<<<<

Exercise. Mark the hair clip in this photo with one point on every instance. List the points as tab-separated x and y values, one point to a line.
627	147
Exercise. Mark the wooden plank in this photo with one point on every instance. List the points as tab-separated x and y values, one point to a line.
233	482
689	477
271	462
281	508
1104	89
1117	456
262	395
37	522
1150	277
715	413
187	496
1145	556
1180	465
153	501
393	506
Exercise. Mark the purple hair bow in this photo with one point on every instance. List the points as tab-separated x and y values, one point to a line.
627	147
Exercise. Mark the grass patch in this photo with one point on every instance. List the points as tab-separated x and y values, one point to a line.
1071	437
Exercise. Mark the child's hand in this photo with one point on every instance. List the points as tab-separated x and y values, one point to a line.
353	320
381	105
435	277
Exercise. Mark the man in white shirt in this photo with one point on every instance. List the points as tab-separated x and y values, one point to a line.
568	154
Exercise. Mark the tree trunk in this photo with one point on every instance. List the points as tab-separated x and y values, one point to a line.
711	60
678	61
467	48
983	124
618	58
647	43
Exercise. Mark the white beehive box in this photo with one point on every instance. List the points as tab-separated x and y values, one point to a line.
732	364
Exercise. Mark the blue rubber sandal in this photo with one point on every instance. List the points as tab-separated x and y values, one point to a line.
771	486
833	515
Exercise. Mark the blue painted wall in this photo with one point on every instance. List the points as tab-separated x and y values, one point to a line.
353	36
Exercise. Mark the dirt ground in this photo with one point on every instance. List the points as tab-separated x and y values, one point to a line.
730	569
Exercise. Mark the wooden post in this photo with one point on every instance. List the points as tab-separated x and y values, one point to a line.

>>>>

▶ REQUIREMENT
Each record above should be set down again in its exact wording.

▶ PROBLEM SOLUTION
Exercise. Mark the hair clip in this photo with one point on every instance. List the points as tab-separated x and y values, one point to a line.
627	147
Exercise. Mark the wooden plank in this photo with one point on every instance. List the points as tab-separated x and y values, one point to a line.
233	482
689	477
271	462
281	508
1104	89
1117	456
262	395
37	522
1150	277
715	413
187	496
1145	556
1180	465
153	501
393	506
Exercise. Mark the purple hair bow in this photo with one point on every instance. List the points as tab-separated x and y values, one point to a line.
627	147
Exercise. Mark the grass patch in this photo with one point on every instance. List the points as tab-separated x and y values, one point to a line.
1071	437
Exercise. Mark the child's hand in this photo with one point on every instance. List the points as tab-separated x and y values, one point to a line.
353	320
381	105
435	277
Exercise. Mark the man in white shirt in this photo with one point on every instance. List the points as tab-separated x and y values, one point to a line.
568	154
Exercise. Mark the tree trunk in this photo with one point on every instance. List the points as tab-separated x and y values, one point to a line.
711	60
678	61
467	48
983	124
618	58
647	43
Exercise. Mark the white beehive box in this photo with one point on every instance. List the points as tab-separated x and y values, one point to a line.
732	364
Exercise. Mark the blue rubber sandal in this photo with one point on every instance. List the points as tab-separated x and y values, one point to a line.
771	486
833	515
Exercise. Mark the blue painted wall in this photo with one point on every instance. List the points as tab-separated x and y values, one point to a line.
353	36
Exercise. Mark the dirt ground in this photo with one point on every instance. List the points as tab-separated x and y values, one point to a line.
730	569
Exercise. Mark the wooden post in this photo with one point on every instance. List the points as tab-separated x and y values, one point to a line.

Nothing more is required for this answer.